> **WHAT THE EXERCISE ASKS**
Starting at the line that contains "Tag the gray", write out every line through the end of the records exactly as it stands, and leave out all pictures.

> **DATA FOR REVIEW**
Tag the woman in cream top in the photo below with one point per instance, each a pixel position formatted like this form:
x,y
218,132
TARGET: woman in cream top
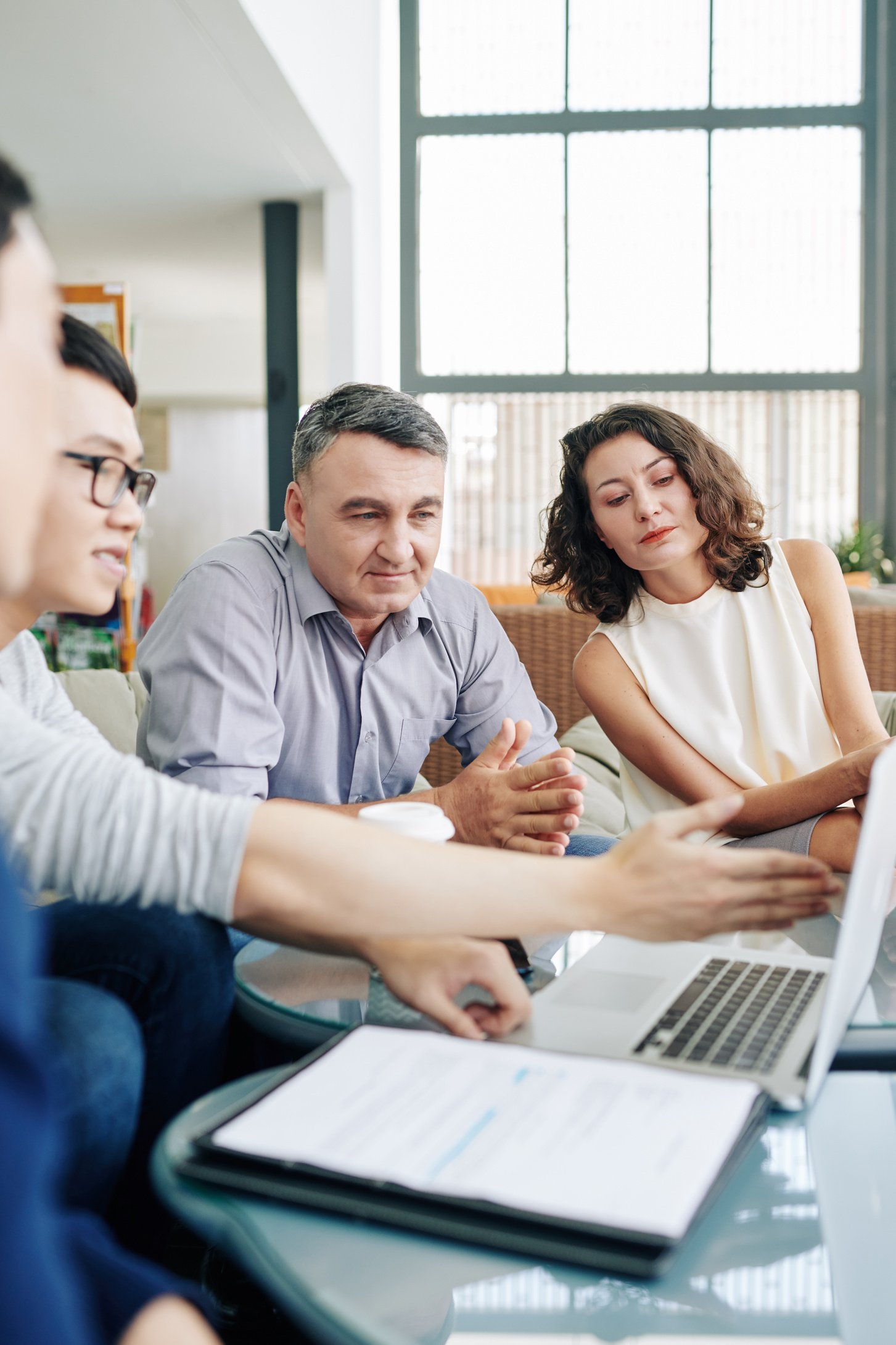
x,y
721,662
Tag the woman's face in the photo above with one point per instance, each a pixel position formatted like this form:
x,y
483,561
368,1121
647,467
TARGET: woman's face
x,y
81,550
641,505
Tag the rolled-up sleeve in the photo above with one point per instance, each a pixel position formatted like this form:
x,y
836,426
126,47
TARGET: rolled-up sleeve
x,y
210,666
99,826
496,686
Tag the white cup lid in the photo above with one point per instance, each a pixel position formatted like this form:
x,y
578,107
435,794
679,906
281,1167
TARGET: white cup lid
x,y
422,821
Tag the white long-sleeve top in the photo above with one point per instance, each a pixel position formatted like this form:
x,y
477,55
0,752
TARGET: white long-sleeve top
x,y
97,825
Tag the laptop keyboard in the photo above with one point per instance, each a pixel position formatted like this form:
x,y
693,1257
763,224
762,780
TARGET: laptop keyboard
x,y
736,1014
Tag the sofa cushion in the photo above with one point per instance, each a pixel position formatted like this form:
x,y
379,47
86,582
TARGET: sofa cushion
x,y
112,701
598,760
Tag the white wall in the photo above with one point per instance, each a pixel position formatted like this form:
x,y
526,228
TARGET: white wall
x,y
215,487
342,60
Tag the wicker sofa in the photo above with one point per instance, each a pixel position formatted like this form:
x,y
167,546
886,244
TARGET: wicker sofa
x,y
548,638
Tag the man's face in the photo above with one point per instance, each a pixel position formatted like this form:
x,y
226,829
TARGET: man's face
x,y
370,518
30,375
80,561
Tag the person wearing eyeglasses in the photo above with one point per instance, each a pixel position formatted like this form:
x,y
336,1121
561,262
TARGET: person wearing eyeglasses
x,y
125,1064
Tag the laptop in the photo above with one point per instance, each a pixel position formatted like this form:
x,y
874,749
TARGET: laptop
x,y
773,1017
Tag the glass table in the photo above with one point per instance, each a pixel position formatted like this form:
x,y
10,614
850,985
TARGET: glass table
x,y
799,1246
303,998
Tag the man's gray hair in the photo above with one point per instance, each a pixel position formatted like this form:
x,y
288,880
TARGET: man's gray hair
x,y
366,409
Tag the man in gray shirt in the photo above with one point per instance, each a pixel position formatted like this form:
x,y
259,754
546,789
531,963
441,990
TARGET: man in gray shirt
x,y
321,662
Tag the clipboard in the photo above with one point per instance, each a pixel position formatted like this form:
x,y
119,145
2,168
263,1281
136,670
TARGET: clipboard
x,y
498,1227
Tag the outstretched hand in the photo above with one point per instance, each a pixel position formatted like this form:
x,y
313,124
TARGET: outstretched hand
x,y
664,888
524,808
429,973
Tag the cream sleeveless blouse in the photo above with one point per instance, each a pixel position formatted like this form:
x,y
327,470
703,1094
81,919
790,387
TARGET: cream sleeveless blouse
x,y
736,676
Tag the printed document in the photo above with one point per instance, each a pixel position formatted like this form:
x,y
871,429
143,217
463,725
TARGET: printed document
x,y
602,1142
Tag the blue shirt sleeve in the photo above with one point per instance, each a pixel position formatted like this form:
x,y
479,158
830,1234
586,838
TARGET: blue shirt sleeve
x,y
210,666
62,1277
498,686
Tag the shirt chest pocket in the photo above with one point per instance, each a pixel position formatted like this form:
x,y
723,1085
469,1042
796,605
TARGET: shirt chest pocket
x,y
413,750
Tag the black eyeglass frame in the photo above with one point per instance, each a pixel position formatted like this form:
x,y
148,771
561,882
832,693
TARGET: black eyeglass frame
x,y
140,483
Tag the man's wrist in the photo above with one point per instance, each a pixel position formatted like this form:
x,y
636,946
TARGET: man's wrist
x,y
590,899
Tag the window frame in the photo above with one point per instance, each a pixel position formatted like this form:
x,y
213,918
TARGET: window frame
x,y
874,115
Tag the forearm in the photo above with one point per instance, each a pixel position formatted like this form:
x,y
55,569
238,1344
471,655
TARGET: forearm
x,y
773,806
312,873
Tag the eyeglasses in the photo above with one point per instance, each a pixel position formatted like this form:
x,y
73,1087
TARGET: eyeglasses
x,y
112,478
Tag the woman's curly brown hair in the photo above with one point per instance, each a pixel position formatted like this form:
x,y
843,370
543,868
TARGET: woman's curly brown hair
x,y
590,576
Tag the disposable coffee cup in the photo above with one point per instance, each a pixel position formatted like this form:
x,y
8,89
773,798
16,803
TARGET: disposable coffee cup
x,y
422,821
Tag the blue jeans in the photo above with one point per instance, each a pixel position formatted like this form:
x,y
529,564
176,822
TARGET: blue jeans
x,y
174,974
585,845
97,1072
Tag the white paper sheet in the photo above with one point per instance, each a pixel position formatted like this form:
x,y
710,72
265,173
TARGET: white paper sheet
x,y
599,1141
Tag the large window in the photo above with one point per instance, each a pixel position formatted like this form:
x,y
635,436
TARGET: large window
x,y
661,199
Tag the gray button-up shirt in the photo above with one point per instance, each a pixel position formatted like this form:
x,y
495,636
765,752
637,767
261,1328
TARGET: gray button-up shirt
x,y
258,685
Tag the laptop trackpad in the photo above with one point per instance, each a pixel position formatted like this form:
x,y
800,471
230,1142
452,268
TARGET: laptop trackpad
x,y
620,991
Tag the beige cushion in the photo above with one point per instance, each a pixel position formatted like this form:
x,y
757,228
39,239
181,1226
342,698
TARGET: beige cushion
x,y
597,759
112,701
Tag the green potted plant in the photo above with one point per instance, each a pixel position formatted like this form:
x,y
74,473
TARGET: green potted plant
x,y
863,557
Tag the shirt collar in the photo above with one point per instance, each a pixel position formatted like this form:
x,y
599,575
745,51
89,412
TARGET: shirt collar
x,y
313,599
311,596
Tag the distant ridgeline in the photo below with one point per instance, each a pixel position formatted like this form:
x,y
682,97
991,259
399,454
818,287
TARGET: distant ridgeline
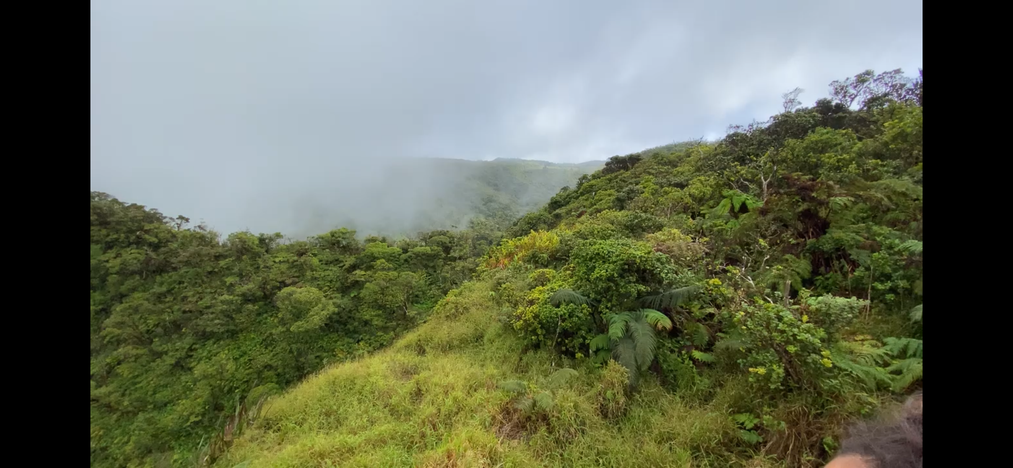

> **OUTPUT OF THE TASK**
Tag the gray button-up shirt in the photo above with one point per instance, each a pixel position formatted like this form:
x,y
495,636
765,752
637,767
261,1328
TARGET: gray button-up shirt
x,y
258,685
Tag the laptop trackpad in the photo above with one point per instance, each a pixel position formatted like this form:
x,y
800,471
230,1142
452,268
TARGET: laptop trackpad
x,y
620,991
Tag the beige cushion in the photo above with one point per instance, each a pixel position formatted like this form:
x,y
757,228
39,239
181,1226
342,698
TARGET: beige cushion
x,y
597,759
112,701
Tag the green potted plant in the photo above with one point per instance, each a pixel position formatted like this form:
x,y
74,473
TARGET: green potted plant
x,y
863,557
Tag the shirt collar in the photo above with one point per instance, each a pixel position formatted like this form:
x,y
599,575
745,51
89,412
TARGET: shirt collar
x,y
313,599
311,596
Tag the distant ridgeline in the photo below with one point per instance, each a pixel position formatted like this form:
x,y
682,97
991,259
399,454
818,287
TARGET: distant ridgeline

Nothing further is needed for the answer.